Could you print the lines below word for word, leaving every character unchanged?

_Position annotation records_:
──────────
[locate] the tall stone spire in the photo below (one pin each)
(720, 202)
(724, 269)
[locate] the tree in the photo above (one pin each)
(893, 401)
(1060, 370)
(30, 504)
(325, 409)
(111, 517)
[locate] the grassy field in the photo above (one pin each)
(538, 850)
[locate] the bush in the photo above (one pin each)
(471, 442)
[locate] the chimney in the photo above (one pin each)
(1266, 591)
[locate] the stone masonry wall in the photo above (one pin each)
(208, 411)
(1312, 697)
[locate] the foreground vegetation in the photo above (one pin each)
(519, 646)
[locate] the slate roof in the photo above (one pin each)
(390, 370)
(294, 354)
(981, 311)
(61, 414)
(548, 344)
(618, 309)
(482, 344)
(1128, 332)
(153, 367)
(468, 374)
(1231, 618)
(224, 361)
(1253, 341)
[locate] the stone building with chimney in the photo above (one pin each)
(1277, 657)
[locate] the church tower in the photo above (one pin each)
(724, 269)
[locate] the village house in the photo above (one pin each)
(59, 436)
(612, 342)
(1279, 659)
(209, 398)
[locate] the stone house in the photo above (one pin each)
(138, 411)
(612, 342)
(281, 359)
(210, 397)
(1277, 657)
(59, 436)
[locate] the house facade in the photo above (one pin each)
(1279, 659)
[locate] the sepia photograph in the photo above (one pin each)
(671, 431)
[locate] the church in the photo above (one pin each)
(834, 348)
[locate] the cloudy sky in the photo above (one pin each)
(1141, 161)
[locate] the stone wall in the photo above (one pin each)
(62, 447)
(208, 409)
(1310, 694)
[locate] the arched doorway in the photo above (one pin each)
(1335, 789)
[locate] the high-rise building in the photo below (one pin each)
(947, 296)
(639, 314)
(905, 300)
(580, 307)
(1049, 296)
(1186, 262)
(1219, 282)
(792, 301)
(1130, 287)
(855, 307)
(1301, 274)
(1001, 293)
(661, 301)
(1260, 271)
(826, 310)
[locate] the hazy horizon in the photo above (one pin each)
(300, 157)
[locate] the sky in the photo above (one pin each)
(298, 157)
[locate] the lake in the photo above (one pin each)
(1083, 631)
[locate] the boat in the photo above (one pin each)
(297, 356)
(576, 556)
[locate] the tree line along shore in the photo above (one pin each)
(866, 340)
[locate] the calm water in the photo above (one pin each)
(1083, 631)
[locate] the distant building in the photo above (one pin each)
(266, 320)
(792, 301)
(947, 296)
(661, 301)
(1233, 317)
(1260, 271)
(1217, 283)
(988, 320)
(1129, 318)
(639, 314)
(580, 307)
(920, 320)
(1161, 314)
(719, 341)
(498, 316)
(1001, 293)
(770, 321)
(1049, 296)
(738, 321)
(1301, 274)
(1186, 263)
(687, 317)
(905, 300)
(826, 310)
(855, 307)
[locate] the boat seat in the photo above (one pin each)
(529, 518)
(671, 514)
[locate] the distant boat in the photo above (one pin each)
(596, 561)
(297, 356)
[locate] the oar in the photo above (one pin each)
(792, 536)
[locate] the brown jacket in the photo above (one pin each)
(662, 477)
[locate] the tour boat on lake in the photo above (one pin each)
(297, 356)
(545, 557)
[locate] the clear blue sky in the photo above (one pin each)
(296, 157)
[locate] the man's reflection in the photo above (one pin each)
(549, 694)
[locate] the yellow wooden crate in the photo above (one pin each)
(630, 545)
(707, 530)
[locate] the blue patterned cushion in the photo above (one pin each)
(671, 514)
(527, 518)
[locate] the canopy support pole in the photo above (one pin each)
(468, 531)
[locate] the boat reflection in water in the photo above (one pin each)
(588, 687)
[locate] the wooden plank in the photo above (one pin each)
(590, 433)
──────────
_Exercise answer_:
[locate] the tall stone spire in the photo below (one pin each)
(720, 202)
(724, 269)
[locate] the tree in the photo above (one pin each)
(893, 401)
(1060, 370)
(30, 504)
(325, 409)
(111, 517)
[locate] the grassy field in the photo above (one pin each)
(538, 850)
[locate] the bush in the photo above (one pin each)
(471, 442)
[locate] the chimney in the photo above (one pin each)
(1266, 591)
[locate] the stone masonry wall in the photo above (one pin each)
(208, 411)
(1312, 697)
[locate] the foreground vegetation in the photo above (one pin each)
(519, 646)
[locate] the slate roof in the photo above (one pin each)
(390, 370)
(294, 354)
(981, 311)
(61, 414)
(548, 344)
(618, 309)
(482, 344)
(1128, 332)
(153, 367)
(468, 374)
(1231, 618)
(224, 361)
(1253, 341)
[locate] the stone building with chimney in the photo above (one pin each)
(1277, 657)
[locate] the church tower in the photo above (one pin each)
(724, 269)
[locate] the village house in the photo above (one pin each)
(59, 436)
(612, 342)
(1279, 659)
(209, 398)
[locate] the stone house in the photo above (one pin each)
(138, 411)
(612, 342)
(281, 359)
(210, 397)
(1277, 657)
(59, 436)
[locate] the house facade in the photo above (one pin each)
(1279, 659)
[locate] the sepia photograph in the photo above (one pin each)
(671, 431)
[locate] the church in the photo above (one pin each)
(834, 348)
[locate] the cloudy sky in the photo above (one pin each)
(1141, 161)
[locate] the stone wall in the photo above (one pin each)
(62, 447)
(208, 409)
(1310, 694)
[locate] the arched doorway in the photo above (one pin each)
(1335, 789)
[locate] the high-rise building in the photo below (one pin each)
(947, 296)
(639, 314)
(905, 300)
(580, 307)
(1049, 296)
(1186, 262)
(1219, 282)
(792, 301)
(1130, 287)
(855, 307)
(1301, 274)
(1001, 293)
(661, 301)
(1260, 271)
(826, 310)
[locate] the hazy horizon in the photo above (one pin each)
(300, 157)
[locate] the sky in the photo above (one pin each)
(298, 157)
[locate] the lake in the photo above (one pin each)
(1083, 631)
[locate] the boat in the photo above (one pin each)
(297, 356)
(576, 556)
[locate] the tree line along shore in the photo above (one pin each)
(866, 340)
[locate] the calm water in the photo above (one pin each)
(1083, 631)
[locate] the distant building in the photo above (one pin each)
(266, 320)
(792, 301)
(947, 296)
(661, 301)
(1233, 317)
(1260, 271)
(1217, 283)
(988, 320)
(1129, 318)
(639, 314)
(580, 307)
(920, 320)
(1161, 314)
(719, 341)
(498, 316)
(1001, 293)
(770, 321)
(1049, 296)
(738, 321)
(1301, 274)
(1186, 263)
(687, 317)
(905, 300)
(826, 310)
(855, 307)
[locate] the boat seat in the photo above (one pin each)
(529, 518)
(671, 514)
[locate] the distant boat in the photo above (one pin each)
(596, 561)
(297, 356)
[locate] the oar in the photo above (one pin each)
(792, 536)
[locate] the brown jacket in the photo above (one pin each)
(662, 477)
[locate] the tour boat on lake in the photo above (one pin each)
(297, 356)
(545, 557)
[locate] the clear blue sky in the photo above (one pin each)
(296, 157)
[locate] the man's reflection in the photo above (one pin each)
(549, 694)
[locate] the yellow wooden crate in the photo above (one pin each)
(630, 545)
(707, 530)
[locate] the blue patterned cushion in the photo above (one pin each)
(671, 514)
(527, 518)
[locate] the canopy support pole in the photo above (one pin each)
(468, 531)
[locate] the boat reflection in water in the photo above (one pin each)
(588, 687)
[locate] the wooden plank in the photo above (one pin each)
(590, 433)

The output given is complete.